**GOAL OF THE EXERCISE**
What is needed is an exact copy of all the lines below.

**INFORMATION SUPPLIED**

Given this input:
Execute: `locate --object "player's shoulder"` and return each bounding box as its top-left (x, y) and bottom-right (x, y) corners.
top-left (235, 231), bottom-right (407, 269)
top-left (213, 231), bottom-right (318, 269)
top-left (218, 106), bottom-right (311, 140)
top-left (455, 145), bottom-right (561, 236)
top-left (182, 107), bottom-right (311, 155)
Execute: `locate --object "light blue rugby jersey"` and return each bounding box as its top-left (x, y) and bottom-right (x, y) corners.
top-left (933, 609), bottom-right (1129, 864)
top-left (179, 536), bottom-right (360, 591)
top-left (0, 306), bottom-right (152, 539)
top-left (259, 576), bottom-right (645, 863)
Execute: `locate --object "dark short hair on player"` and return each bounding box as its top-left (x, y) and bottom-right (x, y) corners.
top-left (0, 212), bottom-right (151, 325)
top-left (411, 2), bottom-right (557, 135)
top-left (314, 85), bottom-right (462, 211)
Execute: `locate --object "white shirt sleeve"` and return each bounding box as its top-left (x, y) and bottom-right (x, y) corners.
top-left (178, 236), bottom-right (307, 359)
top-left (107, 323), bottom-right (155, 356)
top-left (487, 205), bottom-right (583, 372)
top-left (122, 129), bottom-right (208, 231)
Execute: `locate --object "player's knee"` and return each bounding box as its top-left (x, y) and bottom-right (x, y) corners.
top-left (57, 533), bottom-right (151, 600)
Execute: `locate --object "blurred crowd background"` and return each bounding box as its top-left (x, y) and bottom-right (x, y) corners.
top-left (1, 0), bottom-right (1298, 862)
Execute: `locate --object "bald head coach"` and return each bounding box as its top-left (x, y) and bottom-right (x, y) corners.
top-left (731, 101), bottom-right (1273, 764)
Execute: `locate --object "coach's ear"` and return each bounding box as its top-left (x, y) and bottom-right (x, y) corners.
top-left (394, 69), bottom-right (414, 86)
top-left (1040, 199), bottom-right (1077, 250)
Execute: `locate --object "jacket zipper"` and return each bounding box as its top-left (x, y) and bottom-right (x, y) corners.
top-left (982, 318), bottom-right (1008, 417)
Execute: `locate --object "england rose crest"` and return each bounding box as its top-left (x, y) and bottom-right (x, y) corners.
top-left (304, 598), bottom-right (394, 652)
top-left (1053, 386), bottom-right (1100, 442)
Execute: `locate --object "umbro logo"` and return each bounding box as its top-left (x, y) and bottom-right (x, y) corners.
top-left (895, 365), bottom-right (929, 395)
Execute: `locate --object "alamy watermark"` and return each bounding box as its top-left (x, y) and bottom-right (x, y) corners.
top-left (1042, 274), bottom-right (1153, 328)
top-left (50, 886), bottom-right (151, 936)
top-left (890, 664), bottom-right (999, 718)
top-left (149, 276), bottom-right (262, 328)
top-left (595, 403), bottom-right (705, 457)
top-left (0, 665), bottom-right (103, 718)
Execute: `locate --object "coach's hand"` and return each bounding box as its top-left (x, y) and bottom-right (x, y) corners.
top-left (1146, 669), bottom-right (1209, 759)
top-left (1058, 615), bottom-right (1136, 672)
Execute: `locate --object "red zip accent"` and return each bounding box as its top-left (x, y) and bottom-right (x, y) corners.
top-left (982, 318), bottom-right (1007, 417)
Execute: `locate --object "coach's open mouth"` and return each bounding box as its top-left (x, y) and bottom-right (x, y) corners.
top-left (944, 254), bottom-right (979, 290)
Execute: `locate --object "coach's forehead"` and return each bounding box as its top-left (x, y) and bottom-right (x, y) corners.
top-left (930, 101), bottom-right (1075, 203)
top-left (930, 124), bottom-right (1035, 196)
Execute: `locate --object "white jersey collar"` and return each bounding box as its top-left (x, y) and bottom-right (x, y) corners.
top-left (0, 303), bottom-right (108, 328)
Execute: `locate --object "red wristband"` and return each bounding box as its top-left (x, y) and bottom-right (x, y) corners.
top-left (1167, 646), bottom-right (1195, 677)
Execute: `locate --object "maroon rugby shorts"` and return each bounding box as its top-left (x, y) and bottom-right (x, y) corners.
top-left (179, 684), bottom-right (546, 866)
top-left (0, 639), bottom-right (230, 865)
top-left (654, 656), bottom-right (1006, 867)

**OUTPUT**
Given this input:
Execute: `locate --object "player's shoulder"` and return each bounding box as its top-left (x, y) and bottom-right (x, y) corners.
top-left (235, 231), bottom-right (407, 269)
top-left (213, 231), bottom-right (318, 269)
top-left (218, 106), bottom-right (311, 140)
top-left (455, 145), bottom-right (561, 236)
top-left (182, 107), bottom-right (311, 155)
Execute: `locate --object "light blue rugby jersey"` and return each bounding box as its top-left (x, y) and bottom-right (x, y) corners.
top-left (933, 609), bottom-right (1129, 864)
top-left (179, 536), bottom-right (360, 591)
top-left (0, 306), bottom-right (152, 539)
top-left (259, 576), bottom-right (645, 863)
Execute: `locate --object "dark short hair on player"` and return each bounding box as its top-left (x, y) and bottom-right (x, y) corners.
top-left (0, 212), bottom-right (151, 325)
top-left (411, 2), bottom-right (557, 135)
top-left (314, 85), bottom-right (462, 211)
Execute: `locate --object "white shirt sleeve"` and return each bounding box as its top-left (x, y) and bottom-right (x, y) corners.
top-left (178, 236), bottom-right (307, 359)
top-left (107, 323), bottom-right (155, 356)
top-left (487, 205), bottom-right (583, 372)
top-left (122, 129), bottom-right (208, 231)
Execute: `locate --object "player's knee"` and return each bounding box as its top-left (x, y) and bottom-right (x, y) corners.
top-left (57, 533), bottom-right (151, 600)
Execute: `locate --object "blurred crowd background"` and return each bounding box as its top-left (x, y) and bottom-right (x, y) corners.
top-left (1, 0), bottom-right (1298, 862)
Execute: `locate --object "bald head coach"` and return each bounding box as its top-left (x, y) and bottom-right (x, y) corners.
top-left (731, 101), bottom-right (1273, 764)
Execute: `locate --object "coach's ear"` and return each bounding box as its top-left (x, y) and bottom-right (x, y) corners.
top-left (394, 69), bottom-right (414, 86)
top-left (1040, 199), bottom-right (1077, 250)
Execute: `locate --object "jacket zipper"` and return each bounding box as its top-left (x, y) and bottom-right (x, y) corners.
top-left (982, 318), bottom-right (1008, 417)
Execute: `locate --object "england rose crest"` and return each bounding box as its top-left (x, y) and bottom-right (x, y) corners.
top-left (304, 598), bottom-right (394, 652)
top-left (1053, 386), bottom-right (1100, 442)
Execute: `locate --object "umbro logo"` and return each bounding box as its top-left (x, y) and bottom-right (x, y) corners.
top-left (895, 365), bottom-right (929, 395)
Execute: `locate --object "alamy watermark"` and return each bounding box as its top-left (x, y) and bottom-right (x, y) corners.
top-left (1042, 274), bottom-right (1153, 328)
top-left (50, 886), bottom-right (151, 936)
top-left (890, 664), bottom-right (999, 718)
top-left (149, 276), bottom-right (262, 328)
top-left (595, 403), bottom-right (705, 457)
top-left (0, 665), bottom-right (103, 718)
Execute: `locate --object "coach's hand"` and return each bounding box as its top-left (x, y) and bottom-right (x, y) corners.
top-left (1146, 669), bottom-right (1209, 759)
top-left (1058, 615), bottom-right (1136, 672)
Execute: `locate --object "red zip accent"` and return each bounding box as its top-left (x, y) and bottom-right (x, y) corners.
top-left (982, 318), bottom-right (1007, 417)
Execute: `locate --object "coach's open mouth"` and return each bounding box as its top-left (x, y) and bottom-right (x, y) corners.
top-left (944, 254), bottom-right (979, 290)
Execute: `locate --object "coach's forehead"` and return each bounding box as its top-left (x, y) and bottom-right (x, y) corners.
top-left (930, 101), bottom-right (1075, 203)
top-left (930, 124), bottom-right (1035, 196)
Execute: `locate --object "white jersey collar"` and return each bounding box as its top-left (x, y) and bottom-right (x, y) corners.
top-left (0, 303), bottom-right (108, 328)
Execute: `locate --object "red wristband"` and return each bounding box as its top-left (x, y) and bottom-right (x, y) corners.
top-left (1167, 646), bottom-right (1195, 677)
Execute: `locate --object "maroon rugby shorts"` and return each bounding box as its top-left (x, y) and bottom-right (x, y) corners.
top-left (179, 684), bottom-right (546, 866)
top-left (0, 639), bottom-right (230, 865)
top-left (654, 656), bottom-right (1006, 867)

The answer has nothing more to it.